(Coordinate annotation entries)
* begin *
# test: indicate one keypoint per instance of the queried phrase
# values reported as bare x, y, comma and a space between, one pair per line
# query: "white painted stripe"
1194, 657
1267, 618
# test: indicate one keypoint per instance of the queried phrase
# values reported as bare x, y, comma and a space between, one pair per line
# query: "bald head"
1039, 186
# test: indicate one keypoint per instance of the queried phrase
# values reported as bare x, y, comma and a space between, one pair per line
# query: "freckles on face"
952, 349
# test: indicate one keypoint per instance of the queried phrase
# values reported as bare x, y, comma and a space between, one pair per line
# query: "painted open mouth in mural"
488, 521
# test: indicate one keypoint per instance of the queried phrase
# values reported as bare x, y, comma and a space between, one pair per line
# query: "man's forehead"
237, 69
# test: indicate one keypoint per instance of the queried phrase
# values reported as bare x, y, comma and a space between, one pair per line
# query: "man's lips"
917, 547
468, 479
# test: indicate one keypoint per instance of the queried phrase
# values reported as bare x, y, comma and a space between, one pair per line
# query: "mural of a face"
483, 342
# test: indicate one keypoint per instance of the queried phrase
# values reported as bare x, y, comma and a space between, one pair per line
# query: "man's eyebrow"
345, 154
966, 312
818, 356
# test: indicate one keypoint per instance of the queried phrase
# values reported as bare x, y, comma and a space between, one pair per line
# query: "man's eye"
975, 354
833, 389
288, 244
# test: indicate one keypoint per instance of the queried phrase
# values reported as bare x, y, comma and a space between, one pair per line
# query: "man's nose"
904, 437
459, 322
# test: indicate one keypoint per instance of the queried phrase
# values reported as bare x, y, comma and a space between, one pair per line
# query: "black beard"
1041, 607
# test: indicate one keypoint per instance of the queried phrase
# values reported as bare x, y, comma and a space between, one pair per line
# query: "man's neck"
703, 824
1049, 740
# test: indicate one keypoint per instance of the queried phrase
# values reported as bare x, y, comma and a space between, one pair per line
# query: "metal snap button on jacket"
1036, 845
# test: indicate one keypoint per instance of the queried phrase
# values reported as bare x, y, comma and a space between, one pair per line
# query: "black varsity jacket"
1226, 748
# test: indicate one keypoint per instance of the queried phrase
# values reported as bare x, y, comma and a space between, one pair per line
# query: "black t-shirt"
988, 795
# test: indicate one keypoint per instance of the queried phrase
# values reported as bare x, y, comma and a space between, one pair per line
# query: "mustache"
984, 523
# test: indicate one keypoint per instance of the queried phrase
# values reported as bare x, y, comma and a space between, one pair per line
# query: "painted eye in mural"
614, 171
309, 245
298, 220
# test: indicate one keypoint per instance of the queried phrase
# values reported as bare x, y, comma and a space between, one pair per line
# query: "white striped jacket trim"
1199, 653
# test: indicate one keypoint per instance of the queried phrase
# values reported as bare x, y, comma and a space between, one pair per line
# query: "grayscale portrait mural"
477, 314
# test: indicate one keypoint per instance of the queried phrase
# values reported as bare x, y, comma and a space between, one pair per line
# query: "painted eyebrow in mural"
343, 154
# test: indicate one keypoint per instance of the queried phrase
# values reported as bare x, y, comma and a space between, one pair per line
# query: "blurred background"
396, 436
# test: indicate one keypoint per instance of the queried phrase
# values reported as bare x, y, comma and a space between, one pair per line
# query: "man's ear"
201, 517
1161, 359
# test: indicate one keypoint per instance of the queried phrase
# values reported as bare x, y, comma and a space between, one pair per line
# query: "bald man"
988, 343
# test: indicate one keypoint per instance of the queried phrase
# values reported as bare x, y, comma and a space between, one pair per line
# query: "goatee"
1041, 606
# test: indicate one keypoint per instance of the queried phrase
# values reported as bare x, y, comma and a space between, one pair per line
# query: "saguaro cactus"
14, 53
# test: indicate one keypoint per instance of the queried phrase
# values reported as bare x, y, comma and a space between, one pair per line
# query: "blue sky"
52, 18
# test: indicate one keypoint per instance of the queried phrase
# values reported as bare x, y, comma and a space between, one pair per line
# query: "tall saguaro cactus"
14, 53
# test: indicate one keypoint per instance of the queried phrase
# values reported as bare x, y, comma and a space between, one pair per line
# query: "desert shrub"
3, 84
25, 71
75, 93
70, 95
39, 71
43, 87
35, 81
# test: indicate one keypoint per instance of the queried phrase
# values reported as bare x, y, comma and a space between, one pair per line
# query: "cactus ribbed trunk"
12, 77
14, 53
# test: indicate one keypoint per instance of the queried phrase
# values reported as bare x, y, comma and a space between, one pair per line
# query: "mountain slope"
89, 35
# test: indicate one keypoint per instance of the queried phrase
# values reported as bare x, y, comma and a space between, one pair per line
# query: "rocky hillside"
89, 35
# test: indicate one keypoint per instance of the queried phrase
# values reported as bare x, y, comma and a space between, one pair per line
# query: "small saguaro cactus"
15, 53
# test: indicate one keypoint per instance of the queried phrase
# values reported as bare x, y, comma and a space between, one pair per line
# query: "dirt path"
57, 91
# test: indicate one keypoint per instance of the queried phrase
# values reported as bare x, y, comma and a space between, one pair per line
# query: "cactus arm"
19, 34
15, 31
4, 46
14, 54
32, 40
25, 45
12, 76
* end *
* begin *
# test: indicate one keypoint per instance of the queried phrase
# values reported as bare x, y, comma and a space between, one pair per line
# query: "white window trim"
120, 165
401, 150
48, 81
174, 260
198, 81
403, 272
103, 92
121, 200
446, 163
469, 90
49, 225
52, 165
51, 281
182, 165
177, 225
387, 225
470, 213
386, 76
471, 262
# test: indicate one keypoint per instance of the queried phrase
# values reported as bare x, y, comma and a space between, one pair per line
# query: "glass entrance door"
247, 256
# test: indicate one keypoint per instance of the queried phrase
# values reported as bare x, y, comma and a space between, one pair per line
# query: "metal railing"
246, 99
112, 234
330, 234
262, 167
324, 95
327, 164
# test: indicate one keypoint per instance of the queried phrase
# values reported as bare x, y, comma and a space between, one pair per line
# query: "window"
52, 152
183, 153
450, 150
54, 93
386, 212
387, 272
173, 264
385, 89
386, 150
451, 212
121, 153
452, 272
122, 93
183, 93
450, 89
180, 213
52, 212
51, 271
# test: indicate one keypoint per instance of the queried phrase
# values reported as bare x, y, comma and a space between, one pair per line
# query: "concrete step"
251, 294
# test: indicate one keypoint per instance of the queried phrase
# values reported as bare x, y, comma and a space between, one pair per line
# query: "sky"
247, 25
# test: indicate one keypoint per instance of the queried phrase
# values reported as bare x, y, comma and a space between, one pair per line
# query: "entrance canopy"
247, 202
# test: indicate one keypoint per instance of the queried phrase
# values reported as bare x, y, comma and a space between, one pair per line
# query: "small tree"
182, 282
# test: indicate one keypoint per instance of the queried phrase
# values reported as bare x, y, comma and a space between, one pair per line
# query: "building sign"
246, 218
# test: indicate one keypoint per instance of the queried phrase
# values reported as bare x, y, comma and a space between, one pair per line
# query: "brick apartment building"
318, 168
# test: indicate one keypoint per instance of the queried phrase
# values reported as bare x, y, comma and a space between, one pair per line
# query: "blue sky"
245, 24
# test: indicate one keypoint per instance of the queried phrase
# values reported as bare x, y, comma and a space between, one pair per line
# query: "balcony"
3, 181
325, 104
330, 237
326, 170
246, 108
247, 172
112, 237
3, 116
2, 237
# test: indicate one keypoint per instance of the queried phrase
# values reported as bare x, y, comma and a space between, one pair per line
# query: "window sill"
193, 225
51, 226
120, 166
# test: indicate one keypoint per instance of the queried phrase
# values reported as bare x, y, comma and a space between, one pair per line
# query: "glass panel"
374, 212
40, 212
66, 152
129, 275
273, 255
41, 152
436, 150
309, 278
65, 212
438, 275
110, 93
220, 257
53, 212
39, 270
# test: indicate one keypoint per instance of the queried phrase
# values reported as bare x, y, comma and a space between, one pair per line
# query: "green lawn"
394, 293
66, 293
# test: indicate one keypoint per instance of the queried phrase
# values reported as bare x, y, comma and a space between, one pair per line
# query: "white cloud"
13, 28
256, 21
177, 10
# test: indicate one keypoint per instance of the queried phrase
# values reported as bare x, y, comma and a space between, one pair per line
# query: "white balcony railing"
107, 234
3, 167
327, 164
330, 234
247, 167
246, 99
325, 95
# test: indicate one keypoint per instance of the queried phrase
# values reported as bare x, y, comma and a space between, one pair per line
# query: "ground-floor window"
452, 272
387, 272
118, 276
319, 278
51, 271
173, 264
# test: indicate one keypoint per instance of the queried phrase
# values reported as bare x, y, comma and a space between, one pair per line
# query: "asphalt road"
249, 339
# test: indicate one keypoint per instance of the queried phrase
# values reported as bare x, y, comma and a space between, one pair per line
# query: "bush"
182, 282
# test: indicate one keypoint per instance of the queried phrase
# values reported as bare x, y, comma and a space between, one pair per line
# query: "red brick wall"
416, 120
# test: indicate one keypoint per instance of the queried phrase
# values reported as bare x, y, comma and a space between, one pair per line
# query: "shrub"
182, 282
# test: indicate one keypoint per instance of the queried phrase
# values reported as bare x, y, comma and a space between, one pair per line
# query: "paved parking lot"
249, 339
* end *
#### Aim:
Report every line above that contains the string "painted", copying each one in full.

#### Solution to this exercise:
# query: "white painted stripe"
# query: "painted open mouth in mural"
# query: "painted eye in mural"
# query: "painted eyebrow in mural"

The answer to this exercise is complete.